Coordinate annotation entries
•••
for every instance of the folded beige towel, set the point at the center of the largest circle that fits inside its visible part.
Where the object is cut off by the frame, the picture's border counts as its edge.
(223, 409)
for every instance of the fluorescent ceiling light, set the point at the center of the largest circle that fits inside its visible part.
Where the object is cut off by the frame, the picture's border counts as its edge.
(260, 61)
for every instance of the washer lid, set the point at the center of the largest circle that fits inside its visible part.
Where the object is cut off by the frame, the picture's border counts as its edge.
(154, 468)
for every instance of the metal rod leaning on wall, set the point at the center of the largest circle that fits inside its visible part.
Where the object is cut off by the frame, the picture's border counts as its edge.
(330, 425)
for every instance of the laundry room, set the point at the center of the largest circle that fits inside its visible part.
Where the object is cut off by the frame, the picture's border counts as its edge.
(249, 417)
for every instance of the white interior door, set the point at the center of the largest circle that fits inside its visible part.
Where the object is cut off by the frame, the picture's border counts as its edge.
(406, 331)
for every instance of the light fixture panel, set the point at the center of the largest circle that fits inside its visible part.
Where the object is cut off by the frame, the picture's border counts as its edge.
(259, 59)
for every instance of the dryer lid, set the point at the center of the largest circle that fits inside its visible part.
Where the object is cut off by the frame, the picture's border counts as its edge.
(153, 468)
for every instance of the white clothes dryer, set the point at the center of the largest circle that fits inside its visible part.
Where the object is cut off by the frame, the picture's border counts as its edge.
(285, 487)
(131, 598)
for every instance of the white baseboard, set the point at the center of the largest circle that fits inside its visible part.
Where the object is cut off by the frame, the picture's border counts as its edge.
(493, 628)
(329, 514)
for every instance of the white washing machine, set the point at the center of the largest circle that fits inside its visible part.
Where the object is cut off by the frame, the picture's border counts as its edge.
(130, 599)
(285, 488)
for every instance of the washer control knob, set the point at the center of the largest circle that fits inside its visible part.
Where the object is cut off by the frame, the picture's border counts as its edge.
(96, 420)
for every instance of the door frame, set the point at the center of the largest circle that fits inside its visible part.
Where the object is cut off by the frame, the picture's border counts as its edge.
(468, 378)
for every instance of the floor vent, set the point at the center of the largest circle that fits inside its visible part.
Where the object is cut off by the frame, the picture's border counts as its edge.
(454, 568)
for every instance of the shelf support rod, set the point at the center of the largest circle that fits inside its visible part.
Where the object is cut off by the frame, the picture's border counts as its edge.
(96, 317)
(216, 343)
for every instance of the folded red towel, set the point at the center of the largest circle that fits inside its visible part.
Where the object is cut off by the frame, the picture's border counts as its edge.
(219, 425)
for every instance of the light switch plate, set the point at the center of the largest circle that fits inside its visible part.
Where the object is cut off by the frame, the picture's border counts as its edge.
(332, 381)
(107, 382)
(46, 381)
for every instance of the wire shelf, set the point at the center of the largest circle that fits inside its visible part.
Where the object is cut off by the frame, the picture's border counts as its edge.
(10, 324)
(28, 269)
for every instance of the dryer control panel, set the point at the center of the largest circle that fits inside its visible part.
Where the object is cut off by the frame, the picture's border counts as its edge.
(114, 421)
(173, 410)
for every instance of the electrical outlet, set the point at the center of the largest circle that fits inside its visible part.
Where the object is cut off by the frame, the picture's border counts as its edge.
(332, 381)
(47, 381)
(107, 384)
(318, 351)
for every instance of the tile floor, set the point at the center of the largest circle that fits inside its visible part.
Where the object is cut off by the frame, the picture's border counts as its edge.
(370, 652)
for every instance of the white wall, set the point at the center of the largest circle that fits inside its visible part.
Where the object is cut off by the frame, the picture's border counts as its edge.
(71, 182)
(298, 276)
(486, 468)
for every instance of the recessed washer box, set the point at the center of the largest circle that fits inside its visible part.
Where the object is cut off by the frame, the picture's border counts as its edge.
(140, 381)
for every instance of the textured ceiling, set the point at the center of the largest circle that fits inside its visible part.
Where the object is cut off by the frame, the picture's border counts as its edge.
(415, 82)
•••
Copy out every one of the lines above word for word, leaving none of them out.

### In response
for every instance of the folded beige towel, set the point at the center of the largest circle that fits inside its visible part.
Where the object is cut off by the frame, the picture's border counts as its edge.
(223, 409)
for every instance of the fluorescent ceiling light, set the point at the center of the largest circle that fits inside its visible part.
Where the object is cut off by the frame, the picture's border counts as its edge.
(260, 61)
for every instance of the washer lid, set the point at the center of the largest circle that fits inside its visible part.
Where the object is cut off by the frame, the picture's border counts as its edge.
(154, 468)
for every instance of the metal rod leaning on wall, set the point at the center of the largest circle that fits inside its visible part.
Where the object is cut off by the frame, the picture's border counts as its edge.
(330, 425)
for every instance of the laundry room, set the point at the center of the largest circle that fits inside its visible part.
Where the object is cut off by the frame, the picture's border counts as its edge.
(249, 417)
for every instance of the white interior door, set the point at the center of the largest circle that fits inside its visible part.
Where the object is cut off by the frame, the picture's border counts as its edge.
(406, 331)
for every instance of the light fixture panel, set the point at the center of the largest circle that fits inside its visible part.
Where the object is cut off by the frame, the picture's border counts as its edge.
(259, 59)
for every instance of the dryer lid, set the point at the center of the largest circle that fits inside its visible part.
Where the object is cut off by the frame, the picture's border counts as its edge.
(153, 468)
for every instance of the white clothes dryer, set the point at the center of the largest circle that fits inside its visible part.
Where the object is cut off by the frame, the picture's border counts as its edge.
(285, 487)
(131, 598)
for every instance of the white baseboard, set the point at the center of the largest circle that fits inside its visible part.
Where the object is cut off by the frame, the picture's border counts as its edge.
(493, 628)
(329, 514)
for every instance of the white washing machine, set the point at the center of the largest circle that fits inside its visible part.
Where the object is cut off by the frame, the picture's border counts as its edge.
(130, 599)
(285, 488)
for every instance of the washer control knob, set the point at the center of the largest circle that fits inside its visible part.
Where the object is cut off by the frame, the picture's border counts as its edge.
(96, 420)
for every instance of the door frame, set the point at the center of the largest circle that fits inside its visible part.
Where the object is cut off by the frame, the picture's border counts as its edge.
(468, 378)
for every instance of the floor vent, set the point at the center of the largest circle that fits inside its visible part.
Where the object is cut off by the frame, the picture's border counts as its edge.
(454, 568)
for every instance of the shelf support rod, set the point at the center of the largest circle that fits inside its visible part.
Where the object is cut off by the frame, the picture's border counts as its edge.
(96, 317)
(216, 343)
for every instance of the folded red towel, set the point at the center of the largest circle that fits inside its visible part.
Where the object is cut off by the frame, the picture's border counts as its edge.
(219, 425)
for every instance of the light switch plate, set the point at the center of the largest circle that fits inside its visible part.
Where the object is cut off by the frame, the picture's border counts as its edge.
(332, 381)
(107, 382)
(46, 381)
for every instance of the wire shelf, set the point at the center of the largest circle that fits inside its visible part.
Where the object is cut off by the frame, the picture's border counts as its edge.
(10, 324)
(28, 269)
for every instance of the dryer control panel, set the point at the center of the largest circle that fits inside its visible part.
Where the object is cut off by the frame, the picture's border counts as its edge.
(114, 421)
(173, 410)
for every instance of the electrical outlet, set the point at the center of the largest circle that fits inside its visible part.
Where the object is cut off by the frame, the picture's border counts as its edge.
(332, 381)
(47, 381)
(107, 384)
(318, 351)
for every instance of the tile floor, set the point at the center of the largest circle that fits inside its visible part.
Where the object is cut off by the frame, the picture's border counts as its edge.
(370, 652)
for every instance of the white wall, set the point at the center of the largest circle that fits inside its visible part.
Where the object is cut off by the frame, the picture's border counts as its edge.
(71, 182)
(298, 276)
(486, 468)
for every instance of the recessed washer box, set the point at the center of the largest circle that fits inside its visible part.
Where the object is cut off by the frame, the picture's border counts as its edge.
(140, 381)
for every instance of the textured ceiling, set the point at the center of the largest circle that fits inside its visible part.
Where the object is cut off by the frame, the picture's border counts as its edge.
(415, 82)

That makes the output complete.